What to work on: Put every line of the entries below into a numbered list, skipping blank lines. Leave the pictures out of your answer.

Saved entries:
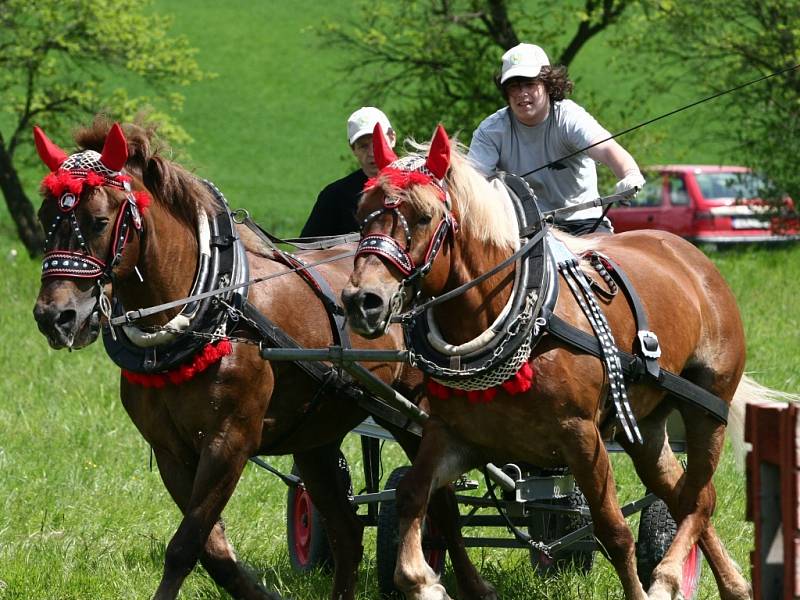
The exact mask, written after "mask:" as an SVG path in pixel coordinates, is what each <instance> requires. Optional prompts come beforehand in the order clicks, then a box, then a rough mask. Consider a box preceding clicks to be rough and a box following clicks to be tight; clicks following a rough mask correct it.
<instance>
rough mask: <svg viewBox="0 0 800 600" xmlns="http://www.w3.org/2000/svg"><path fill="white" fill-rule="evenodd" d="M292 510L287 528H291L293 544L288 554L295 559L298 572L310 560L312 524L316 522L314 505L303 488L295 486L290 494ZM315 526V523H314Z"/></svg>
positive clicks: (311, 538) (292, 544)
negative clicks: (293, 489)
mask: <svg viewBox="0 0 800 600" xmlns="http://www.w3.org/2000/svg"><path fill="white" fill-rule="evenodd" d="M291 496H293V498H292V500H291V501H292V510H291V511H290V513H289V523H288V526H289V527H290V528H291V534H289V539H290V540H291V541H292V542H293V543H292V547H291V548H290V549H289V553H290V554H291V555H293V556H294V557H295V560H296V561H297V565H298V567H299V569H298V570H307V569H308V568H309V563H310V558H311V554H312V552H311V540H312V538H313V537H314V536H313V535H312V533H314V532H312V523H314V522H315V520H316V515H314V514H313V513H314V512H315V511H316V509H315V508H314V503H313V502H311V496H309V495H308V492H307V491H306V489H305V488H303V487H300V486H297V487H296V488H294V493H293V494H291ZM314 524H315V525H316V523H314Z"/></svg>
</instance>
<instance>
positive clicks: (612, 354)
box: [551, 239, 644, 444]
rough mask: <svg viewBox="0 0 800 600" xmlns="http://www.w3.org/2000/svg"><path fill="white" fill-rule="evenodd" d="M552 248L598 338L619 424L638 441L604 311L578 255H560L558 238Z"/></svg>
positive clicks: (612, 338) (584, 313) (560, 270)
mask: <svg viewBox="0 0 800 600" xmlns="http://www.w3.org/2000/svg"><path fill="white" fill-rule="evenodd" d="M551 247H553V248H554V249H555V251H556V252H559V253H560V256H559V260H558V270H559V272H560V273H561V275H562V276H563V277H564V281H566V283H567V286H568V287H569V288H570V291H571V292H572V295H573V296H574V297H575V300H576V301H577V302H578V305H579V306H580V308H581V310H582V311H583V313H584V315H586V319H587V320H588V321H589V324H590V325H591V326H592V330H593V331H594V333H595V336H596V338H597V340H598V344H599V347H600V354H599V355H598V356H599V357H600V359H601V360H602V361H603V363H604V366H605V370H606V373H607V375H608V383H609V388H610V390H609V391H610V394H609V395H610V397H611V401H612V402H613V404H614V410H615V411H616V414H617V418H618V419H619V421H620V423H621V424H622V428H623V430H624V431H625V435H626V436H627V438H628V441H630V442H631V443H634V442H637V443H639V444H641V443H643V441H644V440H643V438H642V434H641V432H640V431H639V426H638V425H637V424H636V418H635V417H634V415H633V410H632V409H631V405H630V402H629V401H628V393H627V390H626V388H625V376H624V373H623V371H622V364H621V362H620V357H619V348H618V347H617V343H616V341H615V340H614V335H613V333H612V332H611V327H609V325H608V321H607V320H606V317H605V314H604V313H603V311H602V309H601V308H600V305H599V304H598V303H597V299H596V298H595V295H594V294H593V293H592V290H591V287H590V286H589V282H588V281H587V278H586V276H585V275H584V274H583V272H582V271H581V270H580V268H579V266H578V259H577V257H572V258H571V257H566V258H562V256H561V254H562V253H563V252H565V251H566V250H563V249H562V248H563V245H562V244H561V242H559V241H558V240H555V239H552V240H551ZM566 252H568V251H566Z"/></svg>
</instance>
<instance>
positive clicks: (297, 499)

Answer to this exercise:
1. The exact mask, written after "mask:" as an SVG path in pixel coordinates, is what each <instance> requires. Optional prompts come beforehand in the order clicks, then a box, then a rough mask. Consider a box preceding clicks to be rough and a box following clicks to be tight; clicks following a rough mask correct it.
2. <instance>
3. rough mask: <svg viewBox="0 0 800 600" xmlns="http://www.w3.org/2000/svg"><path fill="white" fill-rule="evenodd" d="M292 510L287 528H291L293 544L288 554L295 559L298 572L310 560L312 524L316 522L314 505L303 488L295 486L290 494ZM315 526V523H314Z"/></svg>
4. positive clicks: (311, 538) (292, 544)
5. negative clicks: (293, 489)
6. mask: <svg viewBox="0 0 800 600" xmlns="http://www.w3.org/2000/svg"><path fill="white" fill-rule="evenodd" d="M291 496H293V498H292V500H291V501H292V510H291V511H290V513H289V523H288V526H289V527H290V528H291V534H289V539H290V540H291V541H292V542H293V543H292V547H291V548H290V549H289V553H290V554H291V555H293V556H294V557H295V560H296V561H297V565H298V567H299V569H298V570H307V569H308V568H309V563H310V558H311V554H312V552H311V540H312V538H313V537H314V536H313V535H312V533H314V532H312V523H314V522H315V520H316V515H314V514H313V513H314V512H315V511H316V509H315V508H314V503H313V502H311V496H309V495H308V492H307V491H306V489H305V488H303V487H300V486H297V487H296V488H294V493H293V494H291ZM314 524H315V525H316V523H314Z"/></svg>
7. </instance>
8. <instance>
9. positive clicks: (612, 354)
10. box: [551, 239, 644, 444]
11. rough mask: <svg viewBox="0 0 800 600" xmlns="http://www.w3.org/2000/svg"><path fill="white" fill-rule="evenodd" d="M552 248L598 338L619 424L638 441L604 311L578 255H560L558 238Z"/></svg>
12. positive clicks: (612, 338) (584, 313) (560, 270)
13. mask: <svg viewBox="0 0 800 600" xmlns="http://www.w3.org/2000/svg"><path fill="white" fill-rule="evenodd" d="M551 247H553V248H554V249H555V251H556V252H559V253H560V256H559V260H558V270H559V272H560V273H561V275H562V276H563V277H564V281H566V283H567V286H568V287H569V288H570V291H571V292H572V295H573V296H574V297H575V300H576V301H577V302H578V305H579V306H580V308H581V310H582V311H583V313H584V315H586V319H587V320H588V321H589V324H590V325H591V326H592V330H593V331H594V333H595V336H596V338H597V340H598V344H599V347H600V354H599V355H598V356H599V357H600V359H601V360H602V361H603V363H604V366H605V370H606V373H607V375H608V383H609V388H610V390H609V391H610V394H609V395H610V397H611V401H612V402H613V404H614V410H615V411H616V414H617V418H618V419H619V421H620V423H621V424H622V428H623V430H624V431H625V435H626V436H627V438H628V441H630V442H631V443H634V442H637V443H639V444H641V443H643V441H644V440H643V438H642V434H641V432H640V431H639V426H638V425H637V424H636V418H635V417H634V415H633V410H632V409H631V405H630V402H629V401H628V393H627V390H626V388H625V376H624V373H623V371H622V364H621V362H620V357H619V348H618V347H617V343H616V341H615V340H614V335H613V333H612V332H611V327H609V325H608V321H607V320H606V317H605V314H604V313H603V311H602V309H601V308H600V305H599V304H598V303H597V299H596V298H595V295H594V294H593V293H592V290H591V287H590V286H589V282H588V281H587V278H586V276H585V275H584V274H583V272H582V271H581V270H580V268H579V266H578V259H577V257H572V258H571V257H566V258H562V256H561V254H562V253H563V252H565V251H566V250H563V249H562V248H563V245H562V244H561V242H559V241H558V240H555V239H552V240H551ZM566 252H568V251H566Z"/></svg>
14. </instance>
15. <instance>
16. positive clicks: (297, 499)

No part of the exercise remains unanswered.